■ Problem details: Render the rows below as a JSON list of strings, one per line with blank lines omitted, beginning at the line that contains "Where can you find the light" and running through the end of the rows.

+++ Entries provided

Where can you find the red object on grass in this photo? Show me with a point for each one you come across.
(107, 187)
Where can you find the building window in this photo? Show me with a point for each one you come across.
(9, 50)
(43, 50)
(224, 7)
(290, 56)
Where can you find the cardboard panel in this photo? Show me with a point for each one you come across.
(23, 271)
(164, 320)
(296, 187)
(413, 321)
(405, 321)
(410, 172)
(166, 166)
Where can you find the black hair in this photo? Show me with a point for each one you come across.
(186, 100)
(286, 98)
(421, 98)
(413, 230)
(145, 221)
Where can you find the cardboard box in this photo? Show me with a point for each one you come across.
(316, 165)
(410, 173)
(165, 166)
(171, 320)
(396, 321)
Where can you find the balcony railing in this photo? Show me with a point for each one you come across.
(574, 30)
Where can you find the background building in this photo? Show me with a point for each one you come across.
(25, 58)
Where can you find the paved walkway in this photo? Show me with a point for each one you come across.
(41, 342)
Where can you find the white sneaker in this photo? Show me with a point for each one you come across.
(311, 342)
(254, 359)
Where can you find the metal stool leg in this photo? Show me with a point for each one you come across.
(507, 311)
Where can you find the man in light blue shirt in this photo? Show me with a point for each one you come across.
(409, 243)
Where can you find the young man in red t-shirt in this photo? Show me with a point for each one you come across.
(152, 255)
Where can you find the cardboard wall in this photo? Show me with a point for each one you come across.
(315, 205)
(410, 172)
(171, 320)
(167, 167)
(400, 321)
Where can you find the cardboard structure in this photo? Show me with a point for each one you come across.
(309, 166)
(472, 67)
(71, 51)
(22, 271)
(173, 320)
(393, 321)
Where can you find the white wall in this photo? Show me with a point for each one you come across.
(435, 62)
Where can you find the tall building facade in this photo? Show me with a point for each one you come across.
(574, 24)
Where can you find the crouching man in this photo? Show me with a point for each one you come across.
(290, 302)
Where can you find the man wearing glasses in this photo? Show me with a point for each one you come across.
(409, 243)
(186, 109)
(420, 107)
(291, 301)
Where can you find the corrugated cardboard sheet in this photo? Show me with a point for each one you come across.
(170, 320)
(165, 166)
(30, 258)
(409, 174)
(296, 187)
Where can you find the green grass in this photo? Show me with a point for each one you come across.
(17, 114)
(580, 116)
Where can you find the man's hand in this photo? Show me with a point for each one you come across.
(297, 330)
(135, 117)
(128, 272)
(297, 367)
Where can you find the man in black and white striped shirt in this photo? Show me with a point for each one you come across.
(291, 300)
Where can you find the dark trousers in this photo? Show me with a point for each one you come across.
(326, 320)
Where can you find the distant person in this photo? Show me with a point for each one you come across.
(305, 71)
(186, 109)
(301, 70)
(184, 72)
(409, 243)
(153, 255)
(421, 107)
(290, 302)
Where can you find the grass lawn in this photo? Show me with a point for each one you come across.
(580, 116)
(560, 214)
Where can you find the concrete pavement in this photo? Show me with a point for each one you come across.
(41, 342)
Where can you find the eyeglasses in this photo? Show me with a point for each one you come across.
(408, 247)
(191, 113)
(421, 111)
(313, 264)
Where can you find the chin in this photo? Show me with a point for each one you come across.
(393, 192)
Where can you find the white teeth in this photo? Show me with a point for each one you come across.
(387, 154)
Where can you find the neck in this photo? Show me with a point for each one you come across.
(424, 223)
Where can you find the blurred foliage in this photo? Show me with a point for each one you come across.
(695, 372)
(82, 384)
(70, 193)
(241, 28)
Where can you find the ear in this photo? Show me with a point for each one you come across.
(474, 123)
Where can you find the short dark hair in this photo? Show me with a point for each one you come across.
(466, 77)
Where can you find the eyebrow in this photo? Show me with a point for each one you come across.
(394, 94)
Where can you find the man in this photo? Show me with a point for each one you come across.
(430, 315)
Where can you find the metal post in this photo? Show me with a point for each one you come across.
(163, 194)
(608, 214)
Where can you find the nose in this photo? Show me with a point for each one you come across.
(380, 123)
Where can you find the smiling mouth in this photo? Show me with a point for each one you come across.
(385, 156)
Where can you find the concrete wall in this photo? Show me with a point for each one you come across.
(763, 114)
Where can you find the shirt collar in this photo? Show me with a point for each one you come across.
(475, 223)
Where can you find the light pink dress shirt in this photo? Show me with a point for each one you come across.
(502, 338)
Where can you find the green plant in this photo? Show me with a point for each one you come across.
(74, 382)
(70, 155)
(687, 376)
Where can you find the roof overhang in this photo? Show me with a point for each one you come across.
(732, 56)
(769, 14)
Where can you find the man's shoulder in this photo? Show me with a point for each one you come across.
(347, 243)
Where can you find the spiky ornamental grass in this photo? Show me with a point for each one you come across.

++++++

■ Solution for this task:
[
  "Where can you find the light pink dress shirt in this photo? Show me with a point for each one you come across.",
  "(502, 338)",
  "Where can you find the green plant in this photo? Show me with a point for each one you come across.",
  "(74, 382)",
  "(70, 155)",
  "(687, 376)",
  "Where can you find the roof overhang in this photo? Show me with a point for each one you come across.",
  "(732, 56)",
  "(769, 14)",
  "Where can you find the man's shoulder in this photo? Show me with a point for each one you come across.",
  "(347, 243)",
  "Where can you find the spiky ornamental grass in this photo? Show me with a point for each one you come across."
]